*** SOURCE DATA

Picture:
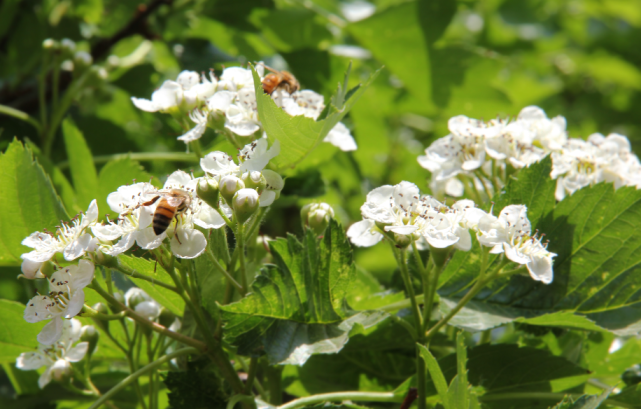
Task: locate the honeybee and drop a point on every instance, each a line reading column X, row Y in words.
column 172, row 203
column 280, row 80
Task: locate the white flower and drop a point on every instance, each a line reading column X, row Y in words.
column 364, row 233
column 70, row 240
column 142, row 303
column 65, row 300
column 242, row 116
column 305, row 102
column 56, row 357
column 340, row 137
column 550, row 133
column 511, row 233
column 133, row 227
column 167, row 97
column 200, row 118
column 255, row 156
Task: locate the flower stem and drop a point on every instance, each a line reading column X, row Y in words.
column 20, row 115
column 342, row 396
column 153, row 365
column 147, row 323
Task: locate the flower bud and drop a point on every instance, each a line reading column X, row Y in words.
column 166, row 317
column 229, row 185
column 101, row 308
column 61, row 370
column 254, row 180
column 148, row 309
column 208, row 192
column 135, row 296
column 317, row 216
column 50, row 44
column 245, row 204
column 90, row 335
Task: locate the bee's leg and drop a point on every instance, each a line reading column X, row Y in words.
column 175, row 229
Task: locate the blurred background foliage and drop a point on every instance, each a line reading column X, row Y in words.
column 441, row 58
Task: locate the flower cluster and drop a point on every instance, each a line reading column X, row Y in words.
column 57, row 357
column 403, row 215
column 229, row 102
column 483, row 150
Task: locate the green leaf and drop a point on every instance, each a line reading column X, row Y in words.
column 16, row 334
column 30, row 201
column 298, row 135
column 438, row 379
column 292, row 28
column 83, row 171
column 165, row 297
column 117, row 173
column 584, row 402
column 401, row 37
column 297, row 307
column 532, row 187
column 595, row 234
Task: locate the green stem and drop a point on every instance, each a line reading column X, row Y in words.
column 140, row 156
column 342, row 396
column 251, row 375
column 157, row 363
column 147, row 323
column 224, row 272
column 20, row 115
column 240, row 242
column 402, row 263
column 134, row 274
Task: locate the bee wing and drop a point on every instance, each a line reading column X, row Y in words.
column 175, row 201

******

#### GOAL
Could you recast every line of the rows above as a Markdown table with the columns No. and Line, numbering each line in order and omitting blank lines? Leave the pictures out of the answer.

#### SOLUTION
| No. | Line |
|---|---|
| 1 | Picture: |
| 2 | Task: locate the honeybee and drop a point on every instance, each a line reading column X, row Y in words. |
| 3 | column 172, row 203 |
| 4 | column 280, row 80 |
| 5 | Task: locate the white flower and drop a point on every instance, each a line reading column X, row Y in words. |
| 6 | column 364, row 233 |
| 7 | column 70, row 240 |
| 8 | column 142, row 303 |
| 9 | column 65, row 300 |
| 10 | column 242, row 116 |
| 11 | column 305, row 102 |
| 12 | column 56, row 357 |
| 13 | column 340, row 137 |
| 14 | column 550, row 133 |
| 15 | column 511, row 233 |
| 16 | column 133, row 227 |
| 17 | column 167, row 97 |
| 18 | column 200, row 118 |
| 19 | column 255, row 156 |
| 20 | Task: locate the flower stem and drop a point on every instance, each a line reading column X, row Y in words. |
| 21 | column 20, row 115 |
| 22 | column 342, row 396 |
| 23 | column 153, row 365 |
| 24 | column 147, row 323 |
| 25 | Task: locate the flower bud and drop a point on every instance, each a line reading column X, row Y in words. |
| 26 | column 166, row 317 |
| 27 | column 229, row 185 |
| 28 | column 101, row 308 |
| 29 | column 61, row 370 |
| 30 | column 254, row 180 |
| 31 | column 148, row 309 |
| 32 | column 208, row 192 |
| 33 | column 135, row 296 |
| 34 | column 317, row 216 |
| 35 | column 50, row 44 |
| 36 | column 245, row 204 |
| 37 | column 90, row 335 |
| 38 | Task: locate the bee's leg and drop a point on every instance, each a line reading column X, row Y in words. |
| 39 | column 175, row 229 |
| 40 | Task: locate the blurred background foliage and drop a point on every instance, each a line reading column X, row Y in words. |
| 41 | column 441, row 58 |
| 42 | Task: locate the flower cluster and drop a point on every instance, each a line reading column X, row Y in words. |
| 43 | column 57, row 357 |
| 44 | column 403, row 215 |
| 45 | column 229, row 102 |
| 46 | column 483, row 150 |
| 47 | Task: locate the green leaf and drop a point on every instance, each a line reading column X, row Y in words. |
| 48 | column 16, row 334 |
| 49 | column 30, row 201 |
| 50 | column 298, row 135 |
| 51 | column 438, row 379 |
| 52 | column 292, row 28 |
| 53 | column 83, row 171 |
| 54 | column 165, row 297 |
| 55 | column 117, row 173 |
| 56 | column 584, row 402 |
| 57 | column 401, row 37 |
| 58 | column 297, row 307 |
| 59 | column 532, row 187 |
| 60 | column 595, row 234 |
| 61 | Task: locate the green stem and drop a point on every instance, each a line reading column X, row Y in words. |
| 62 | column 140, row 156 |
| 63 | column 342, row 396 |
| 64 | column 251, row 375 |
| 65 | column 157, row 363 |
| 66 | column 147, row 323 |
| 67 | column 224, row 272 |
| 68 | column 20, row 115 |
| 69 | column 240, row 242 |
| 70 | column 402, row 263 |
| 71 | column 134, row 274 |
| 72 | Task: locate the bee wing and drop a point on every instance, each a line reading column X, row Y in words. |
| 73 | column 175, row 201 |